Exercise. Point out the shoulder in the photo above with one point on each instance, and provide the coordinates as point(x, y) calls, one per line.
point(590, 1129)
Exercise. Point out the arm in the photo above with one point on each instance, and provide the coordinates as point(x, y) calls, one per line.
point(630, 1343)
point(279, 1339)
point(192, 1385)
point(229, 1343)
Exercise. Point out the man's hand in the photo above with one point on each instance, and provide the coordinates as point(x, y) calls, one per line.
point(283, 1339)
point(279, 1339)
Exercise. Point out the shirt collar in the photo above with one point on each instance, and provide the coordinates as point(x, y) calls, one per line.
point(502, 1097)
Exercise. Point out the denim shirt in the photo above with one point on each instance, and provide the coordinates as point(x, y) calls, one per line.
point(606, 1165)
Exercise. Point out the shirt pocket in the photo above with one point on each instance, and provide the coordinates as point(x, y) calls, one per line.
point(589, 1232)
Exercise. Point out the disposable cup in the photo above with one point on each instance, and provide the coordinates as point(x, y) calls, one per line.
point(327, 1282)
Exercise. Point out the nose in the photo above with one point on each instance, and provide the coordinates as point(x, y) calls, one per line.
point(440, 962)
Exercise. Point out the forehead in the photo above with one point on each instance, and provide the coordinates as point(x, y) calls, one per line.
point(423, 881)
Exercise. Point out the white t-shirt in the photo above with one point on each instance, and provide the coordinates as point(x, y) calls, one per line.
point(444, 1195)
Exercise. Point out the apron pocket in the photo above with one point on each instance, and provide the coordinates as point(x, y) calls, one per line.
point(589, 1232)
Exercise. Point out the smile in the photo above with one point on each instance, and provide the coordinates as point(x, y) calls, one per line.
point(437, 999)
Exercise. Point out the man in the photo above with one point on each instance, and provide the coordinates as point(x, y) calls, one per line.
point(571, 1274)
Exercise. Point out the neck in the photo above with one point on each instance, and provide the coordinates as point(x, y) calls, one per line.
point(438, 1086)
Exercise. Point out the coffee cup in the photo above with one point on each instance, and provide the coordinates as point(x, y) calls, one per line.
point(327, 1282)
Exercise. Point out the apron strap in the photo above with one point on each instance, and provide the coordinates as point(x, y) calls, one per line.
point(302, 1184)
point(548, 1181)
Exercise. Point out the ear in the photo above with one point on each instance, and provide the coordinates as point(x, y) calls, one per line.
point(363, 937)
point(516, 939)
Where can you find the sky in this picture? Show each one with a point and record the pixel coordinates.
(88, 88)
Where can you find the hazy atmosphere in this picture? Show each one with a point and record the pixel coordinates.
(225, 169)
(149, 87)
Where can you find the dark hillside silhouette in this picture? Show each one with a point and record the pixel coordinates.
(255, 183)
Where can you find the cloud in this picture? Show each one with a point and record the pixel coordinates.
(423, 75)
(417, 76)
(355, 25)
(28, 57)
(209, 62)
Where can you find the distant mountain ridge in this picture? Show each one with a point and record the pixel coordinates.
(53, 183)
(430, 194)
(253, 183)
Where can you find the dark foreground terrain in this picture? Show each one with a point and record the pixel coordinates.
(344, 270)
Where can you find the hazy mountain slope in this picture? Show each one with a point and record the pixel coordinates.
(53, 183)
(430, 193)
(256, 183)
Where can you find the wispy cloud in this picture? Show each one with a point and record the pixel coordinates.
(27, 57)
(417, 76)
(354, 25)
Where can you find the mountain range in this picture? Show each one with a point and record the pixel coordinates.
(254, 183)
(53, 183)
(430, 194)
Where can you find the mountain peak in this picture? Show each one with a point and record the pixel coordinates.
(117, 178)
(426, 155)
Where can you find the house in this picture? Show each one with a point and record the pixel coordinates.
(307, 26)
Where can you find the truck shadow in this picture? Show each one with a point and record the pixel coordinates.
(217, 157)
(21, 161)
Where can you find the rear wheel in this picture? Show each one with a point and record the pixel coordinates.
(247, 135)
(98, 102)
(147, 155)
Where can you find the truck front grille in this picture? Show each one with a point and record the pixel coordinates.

· · · ·

▸ Task prompt: Every line from above should appear again in the answer, exactly as written.

▸ Written answer:
Exercise. Point out the shoulder in the photo above with one point on each instance, and provide the coordinates as point(x, y) calls, one per line.
point(590, 1129)
Exercise. Point out the arm in the photo above with one point on each instance, and provide the coordinates as point(x, y) calls, one per line.
point(630, 1343)
point(279, 1339)
point(192, 1385)
point(229, 1343)
Exercise. Point out the man's hand in the photo above with one point on each instance, and provide the coordinates as point(x, y) calls, one per line.
point(283, 1339)
point(279, 1339)
Exercise. Point out the shirt collar in the photo above with one point on each instance, and provide the coordinates as point(x, y) calls, one per line.
point(502, 1097)
Exercise. Point out the denim shirt in the photo above with one point on each instance, and provide the coordinates as point(x, y) calls, one per line.
point(606, 1165)
Exercise. Point out the shirt pocket in the photo above with one point on each instance, and provide the coordinates as point(x, y) calls, one per line.
point(589, 1232)
Exercise. Point out the disposable cup in the photo above with one point on each instance, and provide the coordinates as point(x, y) calls, one per line.
point(327, 1282)
Exercise. Point out the nose in the photo above with one point on each instance, and provide the coordinates as point(x, y) calls, one per line.
point(440, 962)
Exercise. Point out the forehead in the photo above with one point on each instance, and provide the coordinates as point(x, y) calls, one per line.
point(423, 881)
Exercise. Point out the white t-shirt in the photo above with one point on each instance, and provide the coordinates as point(x, y) calls, one per line.
point(444, 1195)
Exercise. Point out the apron pocket in the photo above with one point on each instance, and provide the coordinates as point(x, y) calls, one per line.
point(589, 1232)
Exercise. Point out the smile in the photo above with one point on each instance, and provide the coordinates as point(x, y) calls, one per line.
point(437, 999)
Exercise. Point out the man in the photo above with one point on each instance, and provide the coordinates as point(x, y) calls, one per line.
point(571, 1274)
Exercise. Point out the neck in the photo above with one point on each instance, and provide the coordinates as point(x, y) calls, one per line.
point(438, 1086)
Exercise. Point out the coffee cup in the photo above with one point on each instance, and provide the coordinates as point(x, y) calls, one per line.
point(327, 1282)
Exercise. Point out the apron strap in the photo above with one point on each instance, and provide the coordinates as point(x, y) calls, one per line.
point(302, 1184)
point(548, 1181)
Exercise. Point out the ear in the photo above with one point on each instance, and provide the coordinates as point(x, y) calls, one per line.
point(363, 937)
point(516, 939)
Where can you find the sky in this picture? Show each one with a point and record the pixel coordinates.
(88, 88)
Where can you find the hazy atmosphere in this picture? Show each one with a point and record the pixel coordinates.
(225, 169)
(149, 87)
Where can you find the dark hillside silhouette in this picture? Show each one with a point and record the pixel coordinates.
(255, 183)
Where can you find the cloud in this picture? Show each one with a point and record the pixel coordinates.
(423, 75)
(417, 76)
(355, 25)
(28, 57)
(209, 62)
Where can you find the distant mountain ridge in this picture? Show each one with a point and record the pixel coordinates.
(53, 183)
(430, 194)
(253, 183)
Where can you find the dark foreground terrain in this picture? Show each one with a point and record the pixel coordinates.
(344, 270)
Where can you find the hazy mountain slope in this picture? Show each one with a point and record the pixel coordinates.
(53, 183)
(430, 193)
(256, 183)
Where can you find the wispy cloud in this picture? Show each one with a point and record the pixel coordinates.
(27, 57)
(417, 76)
(354, 25)
Where can you find the mountain range in this picture? Show each one with a point and record the pixel coordinates.
(254, 183)
(53, 183)
(430, 194)
Where can you find the mountain peak in this picture? Show each one with a point and record the pixel coordinates.
(117, 178)
(426, 155)
Where can you find the house in this picture? Show each one with a point and record the pixel coordinates.
(307, 26)
Where can you find the truck shadow in this picture? Show each one with a point and record the pixel coordinates.
(217, 157)
(21, 161)
Where can you find the rear wheel in this picture? Show each one with a point and record the pixel coordinates.
(247, 135)
(98, 102)
(147, 155)
Where can you find the truck front grille in this picture? Show each one with a point and record the pixel coordinates.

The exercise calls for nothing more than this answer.